:: DATA TO USE ::
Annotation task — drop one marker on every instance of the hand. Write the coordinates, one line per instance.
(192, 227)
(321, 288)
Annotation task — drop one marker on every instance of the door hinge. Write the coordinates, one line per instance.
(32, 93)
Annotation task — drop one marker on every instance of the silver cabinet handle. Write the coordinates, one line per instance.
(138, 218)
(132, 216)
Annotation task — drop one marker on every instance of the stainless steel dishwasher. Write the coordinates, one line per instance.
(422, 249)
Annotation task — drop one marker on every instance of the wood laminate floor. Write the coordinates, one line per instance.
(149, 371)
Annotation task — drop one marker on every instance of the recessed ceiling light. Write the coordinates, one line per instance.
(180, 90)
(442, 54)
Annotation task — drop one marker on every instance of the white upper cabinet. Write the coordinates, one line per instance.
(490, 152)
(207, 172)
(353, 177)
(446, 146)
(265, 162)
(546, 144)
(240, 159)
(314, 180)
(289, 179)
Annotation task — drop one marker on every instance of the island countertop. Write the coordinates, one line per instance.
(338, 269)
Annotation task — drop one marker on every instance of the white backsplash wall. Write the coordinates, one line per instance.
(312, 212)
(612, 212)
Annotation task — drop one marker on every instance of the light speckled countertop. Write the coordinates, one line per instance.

:: JOB ::
Rewrite every one of the items above, swapping "marker" for "pin" wherever it occurs and leaving all other text unchanged.

:: EXERCISE OUTPUT ::
Annotation task — drop one pin on every instance of the hand. Write the coordinates, one line per instance.
(192, 227)
(321, 288)
Annotation task — drop one pin on every instance of the door hinge. Write the coordinates, one line per instance.
(32, 93)
Annotation task — drop one pin on every instance of the silver cabinet handle. Write the coordinates, one line per instance.
(138, 218)
(132, 216)
Annotation task — drop one pin on every instance of the stainless steel dishwasher. Write the coordinates, one line per instance.
(422, 249)
Annotation task — drop one pin on every instance of the wood laminate floor. Write the coordinates, one line per instance.
(149, 371)
Annotation task — drop one pin on every instance of the recessed ceiling light. Write the coordinates, one line per instance.
(180, 90)
(442, 54)
Annotation task — drop one pin on every instance of the white upper cabinet. Write the coordinates, one line per instance.
(490, 152)
(207, 172)
(353, 177)
(446, 146)
(265, 162)
(546, 144)
(240, 159)
(314, 180)
(289, 179)
Annotation task — drop one pin on every instance of the island countertop. Write the coordinates, one line per instance.
(338, 269)
Annotation task — drop one pin on every instance of the white backsplash wall. Write the coordinates, one line per instance.
(312, 212)
(612, 212)
Annotation task — drop one pin on every instance of the light speckled countertop. Write the coordinates, one line per instance.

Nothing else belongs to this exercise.